● **GOAL**
Copy the lines below word for word, but omit the pictures from your answer.

● **DATA FOR PROCESSING**
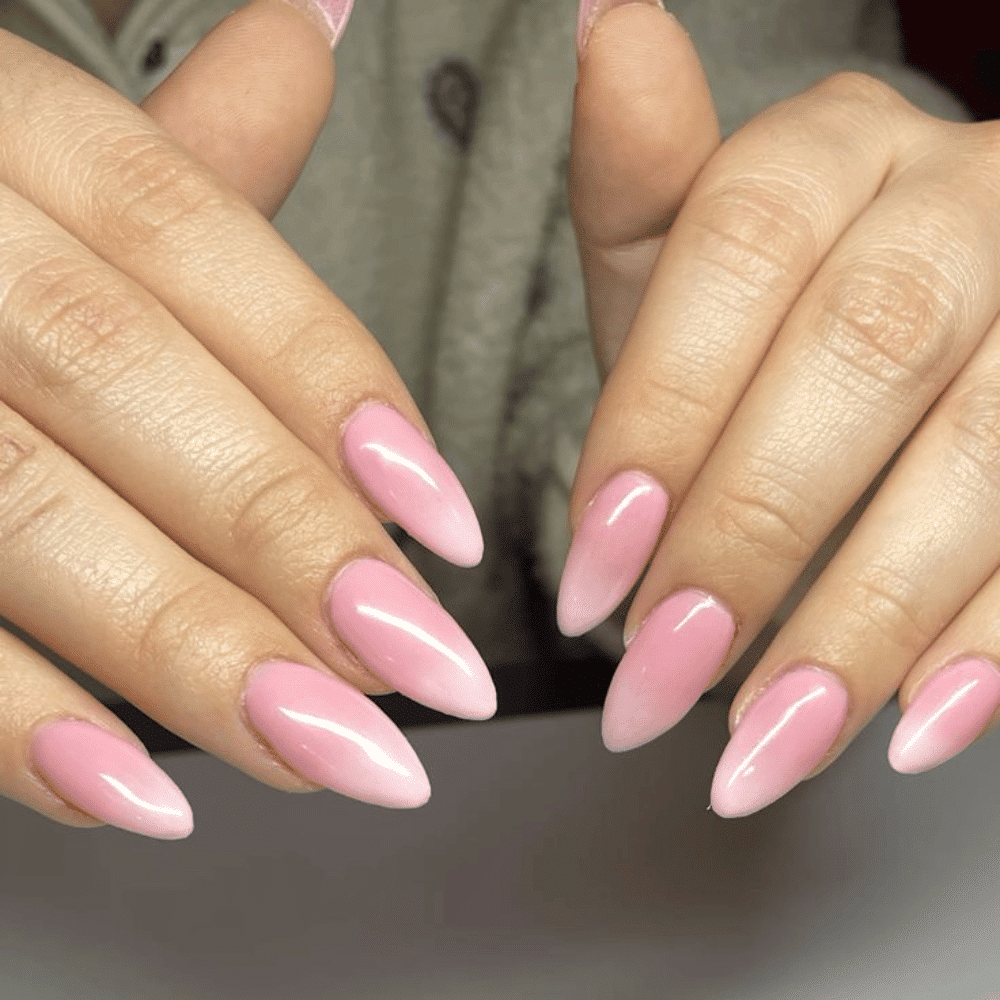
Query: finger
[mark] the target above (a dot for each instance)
(251, 98)
(66, 756)
(644, 123)
(91, 579)
(757, 224)
(144, 206)
(926, 548)
(889, 318)
(104, 370)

● **EXERCISE RESULT**
Query: finger
[mark] the target above (a dot for each instance)
(251, 98)
(66, 756)
(644, 123)
(91, 579)
(757, 224)
(144, 206)
(926, 548)
(889, 318)
(104, 370)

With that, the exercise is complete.